◆ **Task details**:
Exactly reproduce the lines beginning with the line that includes "negative clicks: (4, 113) (69, 173)" and ending with the last line of the data.
***** Dataset content *****
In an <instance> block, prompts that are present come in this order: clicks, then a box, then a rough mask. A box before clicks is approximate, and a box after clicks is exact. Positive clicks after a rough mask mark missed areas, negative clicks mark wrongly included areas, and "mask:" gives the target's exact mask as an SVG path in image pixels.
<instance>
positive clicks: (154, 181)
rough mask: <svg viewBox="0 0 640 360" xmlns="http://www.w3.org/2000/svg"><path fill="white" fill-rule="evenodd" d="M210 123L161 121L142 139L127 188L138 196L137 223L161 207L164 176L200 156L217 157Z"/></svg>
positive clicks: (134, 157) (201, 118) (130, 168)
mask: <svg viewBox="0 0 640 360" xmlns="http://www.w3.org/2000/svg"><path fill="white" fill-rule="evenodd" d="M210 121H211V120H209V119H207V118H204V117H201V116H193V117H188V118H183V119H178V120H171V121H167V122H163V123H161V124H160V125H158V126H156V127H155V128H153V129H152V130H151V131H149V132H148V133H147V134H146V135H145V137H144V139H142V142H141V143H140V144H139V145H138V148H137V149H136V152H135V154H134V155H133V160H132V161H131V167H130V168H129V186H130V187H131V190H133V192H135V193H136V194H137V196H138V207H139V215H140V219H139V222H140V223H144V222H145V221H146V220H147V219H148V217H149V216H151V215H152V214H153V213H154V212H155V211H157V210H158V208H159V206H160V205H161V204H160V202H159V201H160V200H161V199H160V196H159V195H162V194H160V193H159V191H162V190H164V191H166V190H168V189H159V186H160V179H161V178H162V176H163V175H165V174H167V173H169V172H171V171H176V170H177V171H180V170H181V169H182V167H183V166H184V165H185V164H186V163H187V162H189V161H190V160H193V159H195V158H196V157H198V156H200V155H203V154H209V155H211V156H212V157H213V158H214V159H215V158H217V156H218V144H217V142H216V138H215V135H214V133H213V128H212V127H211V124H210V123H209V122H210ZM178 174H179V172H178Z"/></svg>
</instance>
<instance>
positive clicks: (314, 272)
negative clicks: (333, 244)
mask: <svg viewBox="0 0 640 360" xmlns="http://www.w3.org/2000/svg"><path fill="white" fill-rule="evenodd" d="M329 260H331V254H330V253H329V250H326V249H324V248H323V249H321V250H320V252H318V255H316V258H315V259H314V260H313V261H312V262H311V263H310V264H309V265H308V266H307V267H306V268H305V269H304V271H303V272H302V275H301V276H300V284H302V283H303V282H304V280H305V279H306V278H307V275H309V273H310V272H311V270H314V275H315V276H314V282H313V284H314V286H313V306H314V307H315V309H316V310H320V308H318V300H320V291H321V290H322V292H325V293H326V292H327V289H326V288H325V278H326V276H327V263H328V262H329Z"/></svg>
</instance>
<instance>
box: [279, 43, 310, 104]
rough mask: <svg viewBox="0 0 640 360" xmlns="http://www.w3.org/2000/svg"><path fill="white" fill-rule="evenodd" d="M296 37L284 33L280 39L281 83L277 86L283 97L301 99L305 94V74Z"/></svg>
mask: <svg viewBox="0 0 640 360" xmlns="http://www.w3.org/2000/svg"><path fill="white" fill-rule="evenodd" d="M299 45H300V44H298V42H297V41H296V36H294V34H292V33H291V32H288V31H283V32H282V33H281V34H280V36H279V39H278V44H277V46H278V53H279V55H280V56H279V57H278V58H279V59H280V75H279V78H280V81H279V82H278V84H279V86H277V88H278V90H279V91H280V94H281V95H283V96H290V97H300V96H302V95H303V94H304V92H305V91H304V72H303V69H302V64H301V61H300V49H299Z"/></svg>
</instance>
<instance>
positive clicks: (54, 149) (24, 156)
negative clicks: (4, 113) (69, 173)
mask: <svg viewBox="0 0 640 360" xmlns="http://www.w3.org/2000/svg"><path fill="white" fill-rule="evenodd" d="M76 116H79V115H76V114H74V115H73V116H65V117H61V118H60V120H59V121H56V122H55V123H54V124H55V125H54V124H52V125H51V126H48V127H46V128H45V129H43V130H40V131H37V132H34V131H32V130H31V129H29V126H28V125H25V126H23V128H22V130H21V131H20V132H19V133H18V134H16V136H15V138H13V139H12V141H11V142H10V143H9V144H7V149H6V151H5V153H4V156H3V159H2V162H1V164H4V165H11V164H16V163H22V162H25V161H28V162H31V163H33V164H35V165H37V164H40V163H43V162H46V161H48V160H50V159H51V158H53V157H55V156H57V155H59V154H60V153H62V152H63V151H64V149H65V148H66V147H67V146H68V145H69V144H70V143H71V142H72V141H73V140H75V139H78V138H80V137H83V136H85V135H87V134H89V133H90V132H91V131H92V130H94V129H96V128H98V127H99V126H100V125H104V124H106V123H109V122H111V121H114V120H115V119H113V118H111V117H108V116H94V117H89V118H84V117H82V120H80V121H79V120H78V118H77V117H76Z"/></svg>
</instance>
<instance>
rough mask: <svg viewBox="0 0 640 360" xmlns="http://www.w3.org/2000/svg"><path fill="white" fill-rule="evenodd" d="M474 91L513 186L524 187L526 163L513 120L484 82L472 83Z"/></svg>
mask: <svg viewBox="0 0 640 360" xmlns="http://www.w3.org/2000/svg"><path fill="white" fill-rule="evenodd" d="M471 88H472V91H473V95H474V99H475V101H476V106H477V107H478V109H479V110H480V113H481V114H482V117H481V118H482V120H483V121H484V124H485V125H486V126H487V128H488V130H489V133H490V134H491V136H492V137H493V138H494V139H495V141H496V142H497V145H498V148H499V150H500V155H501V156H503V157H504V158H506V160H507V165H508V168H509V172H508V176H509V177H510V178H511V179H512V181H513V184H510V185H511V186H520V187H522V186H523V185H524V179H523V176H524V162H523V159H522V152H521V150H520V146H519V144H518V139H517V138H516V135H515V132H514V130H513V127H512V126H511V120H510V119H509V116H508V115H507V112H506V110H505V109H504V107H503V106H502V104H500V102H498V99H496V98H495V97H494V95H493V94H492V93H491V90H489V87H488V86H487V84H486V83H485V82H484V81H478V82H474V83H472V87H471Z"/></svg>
*****
◆ **Exercise solution**:
negative clicks: (4, 113) (69, 173)
mask: <svg viewBox="0 0 640 360" xmlns="http://www.w3.org/2000/svg"><path fill="white" fill-rule="evenodd" d="M76 116H79V115H76V114H74V115H73V116H65V117H61V118H60V120H59V121H56V122H55V123H54V124H55V125H54V124H52V125H51V126H48V127H46V128H45V129H43V130H40V131H37V132H34V131H32V130H31V129H29V126H28V125H25V126H23V128H22V130H21V131H20V132H19V133H18V134H16V136H15V138H13V139H12V141H11V142H10V143H9V144H7V149H6V151H5V153H4V156H3V159H2V162H1V164H4V165H11V164H16V163H22V162H25V161H28V162H31V163H33V164H35V165H37V164H40V163H43V162H46V161H48V160H50V159H51V158H53V157H55V156H57V155H59V154H60V153H62V152H63V151H64V149H65V148H66V147H67V146H68V145H69V144H70V143H71V142H72V141H73V140H75V139H78V138H80V137H83V136H85V135H87V134H89V133H90V132H91V131H92V130H94V129H96V128H98V127H99V126H100V125H104V124H106V123H109V122H111V121H114V120H115V119H113V118H111V117H108V116H94V117H89V118H84V117H82V120H80V121H79V120H78V118H77V117H76Z"/></svg>
</instance>
<instance>
rough mask: <svg viewBox="0 0 640 360" xmlns="http://www.w3.org/2000/svg"><path fill="white" fill-rule="evenodd" d="M474 91L513 186L524 187L526 163L513 120L484 82L472 83Z"/></svg>
mask: <svg viewBox="0 0 640 360" xmlns="http://www.w3.org/2000/svg"><path fill="white" fill-rule="evenodd" d="M471 88H472V91H473V95H474V99H475V101H476V106H477V107H478V109H479V110H480V113H481V114H482V117H481V118H482V120H483V121H484V124H485V125H486V126H487V128H488V130H489V133H490V134H491V136H492V137H493V138H494V139H495V141H496V142H497V145H498V148H499V150H500V155H501V156H503V157H504V158H506V160H507V165H508V168H509V172H508V176H509V177H510V178H511V179H512V181H513V184H510V185H511V186H520V187H522V186H523V185H524V179H523V176H524V162H523V159H522V152H521V150H520V146H519V144H518V139H517V138H516V135H515V132H514V130H513V127H512V126H511V120H510V119H509V116H508V115H507V112H506V110H505V109H504V107H503V106H502V104H500V102H498V99H496V98H495V97H494V95H493V94H492V93H491V90H489V87H488V86H487V84H486V83H485V82H484V81H478V82H474V83H472V87H471Z"/></svg>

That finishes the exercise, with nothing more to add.